> Problem requirements
Could you copy exactly the lines from the one containing "box: [443, 10, 465, 244]" through the last line of the records below, and nothing else?

Stored items
*****

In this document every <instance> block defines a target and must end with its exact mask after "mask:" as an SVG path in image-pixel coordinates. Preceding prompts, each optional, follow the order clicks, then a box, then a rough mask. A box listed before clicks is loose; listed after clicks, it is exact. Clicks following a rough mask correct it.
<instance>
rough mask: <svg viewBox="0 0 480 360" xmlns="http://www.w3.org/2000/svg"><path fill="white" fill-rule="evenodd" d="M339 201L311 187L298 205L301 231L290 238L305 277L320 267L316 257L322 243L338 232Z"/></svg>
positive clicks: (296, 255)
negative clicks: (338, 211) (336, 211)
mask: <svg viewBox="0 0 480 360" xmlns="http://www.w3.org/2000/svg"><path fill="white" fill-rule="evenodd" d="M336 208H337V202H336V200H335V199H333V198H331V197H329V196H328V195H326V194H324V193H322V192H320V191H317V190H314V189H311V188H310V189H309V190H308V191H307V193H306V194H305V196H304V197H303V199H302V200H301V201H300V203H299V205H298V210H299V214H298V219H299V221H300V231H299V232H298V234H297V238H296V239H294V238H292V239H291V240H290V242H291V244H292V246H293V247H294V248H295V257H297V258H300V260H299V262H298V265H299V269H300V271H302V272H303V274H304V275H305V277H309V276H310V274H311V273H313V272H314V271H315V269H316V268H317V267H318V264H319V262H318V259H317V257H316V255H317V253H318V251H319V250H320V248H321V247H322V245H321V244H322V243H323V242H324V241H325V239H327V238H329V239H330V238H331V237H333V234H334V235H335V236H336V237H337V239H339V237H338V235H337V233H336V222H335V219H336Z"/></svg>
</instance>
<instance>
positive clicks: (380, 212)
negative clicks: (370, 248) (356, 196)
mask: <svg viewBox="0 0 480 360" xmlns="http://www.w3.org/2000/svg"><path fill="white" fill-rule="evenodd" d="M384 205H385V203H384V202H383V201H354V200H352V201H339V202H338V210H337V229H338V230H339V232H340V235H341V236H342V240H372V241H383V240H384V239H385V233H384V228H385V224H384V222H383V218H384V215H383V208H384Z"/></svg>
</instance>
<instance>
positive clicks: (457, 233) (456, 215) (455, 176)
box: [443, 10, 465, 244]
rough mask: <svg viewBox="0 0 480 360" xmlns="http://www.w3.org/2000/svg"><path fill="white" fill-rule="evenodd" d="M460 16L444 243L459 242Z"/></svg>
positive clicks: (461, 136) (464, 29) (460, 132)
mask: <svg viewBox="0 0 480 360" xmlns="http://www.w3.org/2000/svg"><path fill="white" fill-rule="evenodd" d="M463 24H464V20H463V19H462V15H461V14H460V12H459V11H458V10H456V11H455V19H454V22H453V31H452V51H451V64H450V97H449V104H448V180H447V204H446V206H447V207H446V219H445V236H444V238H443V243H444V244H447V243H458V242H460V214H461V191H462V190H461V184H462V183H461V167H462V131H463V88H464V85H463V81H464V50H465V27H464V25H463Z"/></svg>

*****

> Written solution
box: [443, 10, 465, 244]
rough mask: <svg viewBox="0 0 480 360" xmlns="http://www.w3.org/2000/svg"><path fill="white" fill-rule="evenodd" d="M460 16L444 243L459 242Z"/></svg>
positive clicks: (461, 136) (464, 29) (460, 132)
mask: <svg viewBox="0 0 480 360" xmlns="http://www.w3.org/2000/svg"><path fill="white" fill-rule="evenodd" d="M463 24H464V20H463V19H462V15H461V14H460V12H459V11H458V10H456V11H455V19H454V22H453V31H452V51H451V64H450V97H449V104H448V180H447V204H446V206H447V207H446V219H445V236H444V238H443V243H444V244H447V243H458V242H460V214H461V191H462V190H461V184H462V183H461V167H462V131H463V88H464V85H463V81H464V50H465V27H464V25H463Z"/></svg>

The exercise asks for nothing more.